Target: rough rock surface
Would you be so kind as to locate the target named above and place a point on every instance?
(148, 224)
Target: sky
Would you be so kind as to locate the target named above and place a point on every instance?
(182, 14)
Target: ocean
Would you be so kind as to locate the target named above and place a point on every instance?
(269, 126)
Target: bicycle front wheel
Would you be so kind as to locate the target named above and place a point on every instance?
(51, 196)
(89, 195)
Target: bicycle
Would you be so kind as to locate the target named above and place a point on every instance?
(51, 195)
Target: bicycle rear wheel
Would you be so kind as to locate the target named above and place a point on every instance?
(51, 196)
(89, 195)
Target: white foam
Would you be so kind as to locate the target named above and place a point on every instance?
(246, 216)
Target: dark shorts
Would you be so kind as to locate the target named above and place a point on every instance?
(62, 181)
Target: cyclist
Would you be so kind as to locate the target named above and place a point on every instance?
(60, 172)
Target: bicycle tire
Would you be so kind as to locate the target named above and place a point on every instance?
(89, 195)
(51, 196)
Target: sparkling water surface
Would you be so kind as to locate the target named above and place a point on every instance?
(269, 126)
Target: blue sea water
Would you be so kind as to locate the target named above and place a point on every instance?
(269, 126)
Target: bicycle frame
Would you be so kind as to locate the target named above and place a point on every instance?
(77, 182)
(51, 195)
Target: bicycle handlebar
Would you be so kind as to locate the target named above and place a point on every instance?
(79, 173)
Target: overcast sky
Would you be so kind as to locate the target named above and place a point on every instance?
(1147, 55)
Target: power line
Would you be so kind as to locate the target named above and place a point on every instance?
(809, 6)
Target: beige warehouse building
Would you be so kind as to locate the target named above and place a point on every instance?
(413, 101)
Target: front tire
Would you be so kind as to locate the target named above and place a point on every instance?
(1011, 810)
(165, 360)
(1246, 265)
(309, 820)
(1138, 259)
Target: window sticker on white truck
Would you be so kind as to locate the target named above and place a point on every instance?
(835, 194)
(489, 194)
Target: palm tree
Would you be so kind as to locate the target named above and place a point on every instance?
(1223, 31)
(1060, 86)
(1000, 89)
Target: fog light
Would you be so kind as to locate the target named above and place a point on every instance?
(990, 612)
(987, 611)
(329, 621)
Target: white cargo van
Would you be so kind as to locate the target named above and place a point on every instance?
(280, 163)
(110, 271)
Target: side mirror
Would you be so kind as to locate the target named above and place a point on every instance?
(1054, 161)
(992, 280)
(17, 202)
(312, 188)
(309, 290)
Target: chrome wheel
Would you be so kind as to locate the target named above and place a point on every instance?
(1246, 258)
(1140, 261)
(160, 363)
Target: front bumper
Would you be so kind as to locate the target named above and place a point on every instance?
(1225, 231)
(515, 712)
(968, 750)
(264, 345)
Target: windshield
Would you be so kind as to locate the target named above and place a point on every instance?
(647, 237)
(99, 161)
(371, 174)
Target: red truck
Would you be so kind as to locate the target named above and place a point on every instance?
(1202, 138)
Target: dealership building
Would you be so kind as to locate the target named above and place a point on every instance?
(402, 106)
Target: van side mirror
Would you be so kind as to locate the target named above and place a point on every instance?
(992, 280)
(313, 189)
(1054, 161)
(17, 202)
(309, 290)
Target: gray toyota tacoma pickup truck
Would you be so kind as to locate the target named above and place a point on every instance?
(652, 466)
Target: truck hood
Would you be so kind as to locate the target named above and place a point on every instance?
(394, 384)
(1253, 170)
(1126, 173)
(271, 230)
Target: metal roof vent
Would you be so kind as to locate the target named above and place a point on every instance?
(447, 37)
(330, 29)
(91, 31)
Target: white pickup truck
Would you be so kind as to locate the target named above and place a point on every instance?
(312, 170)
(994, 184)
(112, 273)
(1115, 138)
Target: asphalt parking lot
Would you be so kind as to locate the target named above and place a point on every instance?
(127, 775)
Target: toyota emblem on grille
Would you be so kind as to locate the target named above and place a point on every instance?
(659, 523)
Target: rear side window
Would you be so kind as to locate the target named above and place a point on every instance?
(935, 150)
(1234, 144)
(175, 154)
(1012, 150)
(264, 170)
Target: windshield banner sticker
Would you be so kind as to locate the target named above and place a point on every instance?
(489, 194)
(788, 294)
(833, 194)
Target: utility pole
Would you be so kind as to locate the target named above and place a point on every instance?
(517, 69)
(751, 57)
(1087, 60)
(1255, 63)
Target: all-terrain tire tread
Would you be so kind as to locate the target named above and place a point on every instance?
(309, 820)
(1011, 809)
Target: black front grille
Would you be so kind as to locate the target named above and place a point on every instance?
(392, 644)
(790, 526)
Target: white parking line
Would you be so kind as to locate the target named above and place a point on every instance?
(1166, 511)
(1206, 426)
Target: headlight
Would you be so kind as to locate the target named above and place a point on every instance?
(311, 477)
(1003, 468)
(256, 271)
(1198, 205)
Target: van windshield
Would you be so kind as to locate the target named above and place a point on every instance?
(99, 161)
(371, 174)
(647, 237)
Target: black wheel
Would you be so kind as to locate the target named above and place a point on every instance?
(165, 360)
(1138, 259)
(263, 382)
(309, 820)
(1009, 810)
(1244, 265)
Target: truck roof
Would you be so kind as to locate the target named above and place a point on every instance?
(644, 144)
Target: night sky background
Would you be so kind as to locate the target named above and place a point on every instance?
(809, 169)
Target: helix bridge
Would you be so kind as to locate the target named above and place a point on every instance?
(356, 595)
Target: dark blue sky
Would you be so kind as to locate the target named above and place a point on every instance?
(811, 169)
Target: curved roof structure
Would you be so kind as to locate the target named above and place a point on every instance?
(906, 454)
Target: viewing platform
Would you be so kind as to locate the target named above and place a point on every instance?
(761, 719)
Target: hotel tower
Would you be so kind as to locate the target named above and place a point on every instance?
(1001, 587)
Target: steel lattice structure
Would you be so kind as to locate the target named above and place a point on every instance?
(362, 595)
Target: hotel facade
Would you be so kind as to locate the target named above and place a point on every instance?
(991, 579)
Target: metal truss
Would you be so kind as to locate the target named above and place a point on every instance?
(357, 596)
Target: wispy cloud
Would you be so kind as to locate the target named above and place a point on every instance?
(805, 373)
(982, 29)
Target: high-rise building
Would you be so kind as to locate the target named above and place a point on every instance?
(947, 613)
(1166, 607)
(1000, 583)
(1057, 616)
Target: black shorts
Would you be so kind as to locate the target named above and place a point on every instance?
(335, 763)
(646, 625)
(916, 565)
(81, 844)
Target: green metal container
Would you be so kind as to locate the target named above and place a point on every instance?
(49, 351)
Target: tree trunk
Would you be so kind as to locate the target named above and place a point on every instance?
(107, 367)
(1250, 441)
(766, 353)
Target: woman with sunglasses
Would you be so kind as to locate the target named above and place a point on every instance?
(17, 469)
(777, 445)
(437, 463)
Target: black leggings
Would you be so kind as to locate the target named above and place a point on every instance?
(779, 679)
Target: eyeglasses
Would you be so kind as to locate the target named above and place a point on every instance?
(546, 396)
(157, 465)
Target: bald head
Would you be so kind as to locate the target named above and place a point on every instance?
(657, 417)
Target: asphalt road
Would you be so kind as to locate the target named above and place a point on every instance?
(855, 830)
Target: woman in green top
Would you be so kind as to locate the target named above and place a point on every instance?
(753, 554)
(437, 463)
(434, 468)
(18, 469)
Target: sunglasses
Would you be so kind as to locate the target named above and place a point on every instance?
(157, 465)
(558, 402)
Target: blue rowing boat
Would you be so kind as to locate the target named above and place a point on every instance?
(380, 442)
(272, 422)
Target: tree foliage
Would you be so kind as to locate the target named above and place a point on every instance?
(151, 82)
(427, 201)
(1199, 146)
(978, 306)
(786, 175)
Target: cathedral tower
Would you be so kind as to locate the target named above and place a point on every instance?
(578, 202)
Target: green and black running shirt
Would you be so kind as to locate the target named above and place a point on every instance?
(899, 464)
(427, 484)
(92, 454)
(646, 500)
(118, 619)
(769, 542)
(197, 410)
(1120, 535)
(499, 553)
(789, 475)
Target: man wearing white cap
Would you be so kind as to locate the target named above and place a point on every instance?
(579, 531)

[WHAT TO DO]
Repeat word for word each line from the one with "Target: green metal container" to the end of the records above, inclusive.

[SOLUTION TO THIS PROBLEM]
Target: green metal container
Would you be so kind as to locate the target named above and place a point on every instance?
(49, 351)
Target: tree trunk
Would you be so kind as to locate the target named above and place a point on every instance?
(107, 367)
(1250, 441)
(766, 353)
Target: woman with sunglasses
Would you be so kind as to locate the target named above and place a point on every instance?
(17, 469)
(777, 445)
(437, 463)
Target: black leggings
Would you be so kind as to locate the target named above and place a point on every instance?
(779, 679)
Target: eyeglasses
Would you be so kind as to locate the target named above and place a point on every instance?
(546, 396)
(157, 465)
Target: bald head
Would you be so kind as to locate the target named above and place a point on every instance?
(657, 417)
Target: asphalt road
Would you be so kind as to locate the target named above and place a point on every instance?
(855, 830)
Target: woman in green top
Would you be so kind as to locate the target named above and place a point on every instance?
(753, 554)
(437, 463)
(434, 468)
(18, 469)
Target: sunglasses
Would you be so kind as to locate the target named above and place a point on every instance?
(157, 465)
(558, 402)
Target: blue rowing boat
Would you be so kind as to locate the target named above and place a point on every instance?
(380, 442)
(272, 422)
Target: tree foliage
Would you be so kind as to locate the target named above and place a point on every instance?
(151, 82)
(427, 201)
(1199, 146)
(978, 306)
(786, 175)
Target: cathedral tower
Would you be so kind as to locate the target named above and place a point on every instance?
(578, 202)
Target: green and black running shirt
Would you be so kind as to locate the target named above and place a point on every instance?
(899, 464)
(427, 484)
(92, 454)
(646, 500)
(118, 619)
(769, 542)
(197, 410)
(1120, 535)
(499, 553)
(789, 475)
Target: man wearing white cap
Would you be so kind as to locate the target named above and place a point on every instance?
(579, 531)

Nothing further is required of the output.